Recreate the entire listing that appears below, exactly.

● ● ● ● ● ● ●

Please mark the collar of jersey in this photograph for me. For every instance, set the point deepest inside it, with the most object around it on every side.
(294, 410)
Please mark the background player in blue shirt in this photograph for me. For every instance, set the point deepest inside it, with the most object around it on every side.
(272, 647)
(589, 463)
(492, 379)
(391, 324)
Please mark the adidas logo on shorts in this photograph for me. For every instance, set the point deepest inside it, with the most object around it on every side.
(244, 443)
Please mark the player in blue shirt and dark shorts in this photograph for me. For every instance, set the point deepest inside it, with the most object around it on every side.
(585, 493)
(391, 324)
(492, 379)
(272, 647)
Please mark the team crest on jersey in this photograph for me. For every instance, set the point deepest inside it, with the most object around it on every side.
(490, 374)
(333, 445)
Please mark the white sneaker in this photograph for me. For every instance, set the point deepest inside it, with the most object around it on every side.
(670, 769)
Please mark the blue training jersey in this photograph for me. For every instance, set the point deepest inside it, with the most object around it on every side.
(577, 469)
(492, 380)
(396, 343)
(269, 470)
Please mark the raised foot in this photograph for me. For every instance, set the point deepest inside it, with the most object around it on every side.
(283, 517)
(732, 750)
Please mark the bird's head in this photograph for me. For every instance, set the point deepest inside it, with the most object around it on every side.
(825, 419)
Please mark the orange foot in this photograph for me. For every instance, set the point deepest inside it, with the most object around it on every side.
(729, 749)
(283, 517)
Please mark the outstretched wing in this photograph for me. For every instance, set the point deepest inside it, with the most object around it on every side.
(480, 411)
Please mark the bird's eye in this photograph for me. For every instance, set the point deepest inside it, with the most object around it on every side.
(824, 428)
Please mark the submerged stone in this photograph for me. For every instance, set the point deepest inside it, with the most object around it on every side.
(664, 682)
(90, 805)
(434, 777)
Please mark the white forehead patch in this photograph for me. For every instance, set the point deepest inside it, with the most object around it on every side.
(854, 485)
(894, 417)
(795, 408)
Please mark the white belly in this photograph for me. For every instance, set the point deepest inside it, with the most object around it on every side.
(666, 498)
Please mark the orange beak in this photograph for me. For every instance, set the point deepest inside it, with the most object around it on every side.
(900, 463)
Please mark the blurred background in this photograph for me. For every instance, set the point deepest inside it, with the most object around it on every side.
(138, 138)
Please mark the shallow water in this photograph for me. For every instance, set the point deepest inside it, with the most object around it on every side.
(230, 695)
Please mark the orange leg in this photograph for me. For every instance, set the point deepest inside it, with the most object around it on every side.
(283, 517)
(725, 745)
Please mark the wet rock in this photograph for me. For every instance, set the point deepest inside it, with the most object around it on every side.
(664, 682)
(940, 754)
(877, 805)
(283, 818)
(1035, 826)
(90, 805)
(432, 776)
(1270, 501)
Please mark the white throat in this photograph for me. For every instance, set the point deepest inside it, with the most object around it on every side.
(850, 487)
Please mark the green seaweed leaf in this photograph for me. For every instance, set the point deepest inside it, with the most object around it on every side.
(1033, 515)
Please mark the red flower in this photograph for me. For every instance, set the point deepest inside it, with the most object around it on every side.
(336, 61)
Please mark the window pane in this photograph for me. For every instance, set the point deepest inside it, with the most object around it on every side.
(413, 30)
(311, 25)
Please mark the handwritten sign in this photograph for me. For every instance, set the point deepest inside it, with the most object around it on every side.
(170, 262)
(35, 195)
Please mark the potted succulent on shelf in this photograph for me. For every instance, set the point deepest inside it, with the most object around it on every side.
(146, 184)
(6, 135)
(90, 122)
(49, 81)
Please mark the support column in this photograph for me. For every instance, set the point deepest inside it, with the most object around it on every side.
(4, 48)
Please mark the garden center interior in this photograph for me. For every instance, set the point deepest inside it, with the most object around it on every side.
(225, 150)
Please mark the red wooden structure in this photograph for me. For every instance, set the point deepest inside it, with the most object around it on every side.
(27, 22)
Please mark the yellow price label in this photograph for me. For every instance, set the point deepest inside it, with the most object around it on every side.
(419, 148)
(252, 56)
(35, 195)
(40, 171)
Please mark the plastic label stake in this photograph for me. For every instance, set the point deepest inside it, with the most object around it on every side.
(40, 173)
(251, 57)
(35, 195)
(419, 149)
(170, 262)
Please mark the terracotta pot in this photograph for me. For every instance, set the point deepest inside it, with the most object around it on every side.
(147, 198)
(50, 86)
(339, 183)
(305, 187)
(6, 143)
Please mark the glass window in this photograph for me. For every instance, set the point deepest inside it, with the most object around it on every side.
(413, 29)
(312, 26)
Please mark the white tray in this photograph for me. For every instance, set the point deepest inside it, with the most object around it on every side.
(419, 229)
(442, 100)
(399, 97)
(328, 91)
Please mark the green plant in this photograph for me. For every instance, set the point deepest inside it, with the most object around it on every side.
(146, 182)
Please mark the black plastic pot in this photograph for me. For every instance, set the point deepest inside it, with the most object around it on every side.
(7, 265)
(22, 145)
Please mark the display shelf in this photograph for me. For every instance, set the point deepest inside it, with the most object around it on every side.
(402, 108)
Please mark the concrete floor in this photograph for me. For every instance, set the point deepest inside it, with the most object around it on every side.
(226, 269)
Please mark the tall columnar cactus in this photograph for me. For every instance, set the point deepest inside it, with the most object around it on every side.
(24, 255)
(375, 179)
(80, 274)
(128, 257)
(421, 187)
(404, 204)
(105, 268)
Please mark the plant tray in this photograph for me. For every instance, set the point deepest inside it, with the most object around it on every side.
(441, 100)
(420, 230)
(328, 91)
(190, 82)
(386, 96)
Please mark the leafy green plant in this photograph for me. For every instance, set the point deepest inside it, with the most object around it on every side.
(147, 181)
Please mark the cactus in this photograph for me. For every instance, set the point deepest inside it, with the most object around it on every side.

● ● ● ● ● ● ●

RESULT
Please mark the collar of jersey in this photograph for me. For every instance, set the point deepest inside it, with the most object around it on every side.
(294, 410)
Please mark the background player in blue shirt in this photograph for me. For every instance, set the point deepest inside it, with the most object around it on every side.
(272, 647)
(589, 463)
(492, 379)
(391, 324)
Please mark the adidas logo on shorts in this photograph for me. For every instance, set the point deepest inside it, with the most object around it on every side.
(244, 443)
Please mark the player in blue shirt and dark shorts in this photograph for me. For every instance, set the point deepest inside it, with the most object around it on every side.
(585, 493)
(391, 324)
(492, 379)
(272, 647)
Please mark the team crest on jersey in this photograph for me. For every instance, set the point deepest inside it, with the most object around it on every side.
(490, 374)
(333, 445)
Please mark the white sneaker in this photograph for me. For every instance, set the point deepest inside it, with the most object around it on every side.
(670, 769)
Please mark the blue training jersey in this photograph for me. For every instance, set the point deepest inside it, with the most object around it on every side.
(577, 469)
(492, 380)
(396, 343)
(269, 470)
Please mark the raised foot in this photograph for me. For every instance, set the point deepest inside it, with the most object around it on every side.
(283, 517)
(732, 750)
Please mark the bird's head in this photograph for me. For every instance, set the point deepest inside it, with the most object around it on every side.
(825, 419)
Please mark the orange foot in this photograph for me. For every instance, set the point deepest inside it, with the most object around it on every side.
(729, 749)
(283, 517)
Please mark the outstretched wing in this photograph for me. For every instance, set the point deepest inside it, with the most object around it on every side.
(480, 411)
Please mark the bird's eye in this photograph for me. For every instance, set the point deepest inside it, with the most object around it on every side.
(824, 428)
Please mark the submerged stone in this photograph for me. For every instance, set the point deepest inside it, with the most object around it on every side.
(664, 682)
(90, 805)
(434, 777)
Please mark the white forehead patch in this photograph for me. For every instance, set the point deepest inside it, with the most object around it on every side.
(854, 485)
(894, 417)
(795, 408)
Please mark the white belly in this photograph for me. For every instance, set the point deepest inside it, with the most object around it on every side.
(666, 498)
Please mark the orange beak in this photograph for me. For every instance, set the point deepest inside it, with the most object around it on every side.
(900, 463)
Please mark the blurred background in this photograph for me. For every instance, set the point deepest inside it, with the most object around it on every side.
(138, 138)
Please mark the shallow water in this photograph for me. For every instance, set the point deepest inside it, with the most object around it on every side.
(230, 695)
Please mark the orange leg in this photograph for me. For every instance, set the point deepest inside it, with the most object around it on every side.
(283, 517)
(725, 745)
Please mark the wet rock in this photograph for me. For every instance, set the point deepest inside it, with the most object around it on every side.
(664, 682)
(940, 754)
(877, 805)
(283, 818)
(1035, 826)
(90, 805)
(432, 776)
(1270, 501)
Please mark the white throat in this photograph for me. For every instance, set the point deepest inside it, with the most object around it on every side.
(850, 487)
Please mark the green seaweed leaf in this photograph for me. For every instance, set the point deepest inside it, with the most object around it on every side.
(1033, 515)
Please mark the red flower in this photograph for me. For every instance, set the point deepest inside it, with the most object around it on every side.
(336, 61)
Please mark the window pane in this photograph for me. For every instance, set the point deepest inside it, with the most object around it on every side.
(413, 30)
(311, 25)
Please mark the handwritten sign in this photograph for me. For every instance, set the point deepest inside it, with the most object around it on every side.
(170, 262)
(35, 195)
Please mark the potted succulent on shelf in this photograph for me. For every instance, set the point deepest inside it, with the most object around it on every side.
(146, 184)
(6, 135)
(90, 122)
(49, 81)
Please mark the support column in this photograph for me. For every instance, set the point deepest inside it, with the most object around it on every side.
(4, 48)
Please mark the garden center interior in this photograph for me. For every instance, set the point deepest inside it, with the most object around it on every side.
(225, 150)
Please mark the red wooden structure in this photograph for me. For every instance, set the point deepest inside it, with the most object around it on every side.
(27, 22)
Please mark the yellow price label in this photograph for me. For every instance, set the point deepest inside it, with the most object around it on every side.
(419, 148)
(252, 56)
(35, 195)
(40, 171)
Please mark the plastic label stake in this photograph for me. For every instance, set the point deepest inside it, with the most object around it on every side.
(40, 173)
(251, 57)
(35, 195)
(419, 149)
(170, 262)
Please mark the terracotta pot in this photograph for me. For every instance, set the point deepest inside it, with the most object around it on every side.
(147, 198)
(50, 86)
(339, 183)
(305, 187)
(6, 143)
Please mark the glass window in this photograph for me. For every instance, set the point deepest inside it, with the most object around it on every side.
(413, 29)
(312, 26)
Please mark the white tray in this photograph for me. For every instance, set the point deepest inside it, with the most object around it on every side.
(419, 229)
(442, 100)
(399, 97)
(328, 91)
Please mark the green plant in this photograph for me. For every instance, set the point deepest inside it, with the most object around it on every side.
(146, 182)
Please mark the black plastic pot in this photograph for me. For every instance, set the point deepest inside it, with the most object around it on every side.
(7, 265)
(22, 145)
Please mark the display shelf in this photograph for me. For every instance, set the point deepest inside it, with the most object around it on every side.
(402, 108)
Please mark the concrete floor in this photograph for me. For every instance, set the point deepest inside it, with the most object around it on every side.
(226, 269)
Please mark the tall columnar cactus in this photograph for me. For every instance, set the point deepest inside it, with the most object around it on every side.
(24, 255)
(375, 179)
(80, 274)
(128, 257)
(421, 187)
(404, 204)
(105, 268)
Please mark the plant tray in this photograph for me. For every instance, set the point deepest inside it, with the most object around it on every side.
(441, 100)
(420, 230)
(328, 91)
(190, 82)
(386, 96)
Please mark the leafy green plant in this photograph for me. For every instance, set the point deepest inside it, with the most object around it on every side.
(147, 181)
Please mark the cactus in this photograph for me. For every instance, set the point deepest inside it, with the most object around it on every side.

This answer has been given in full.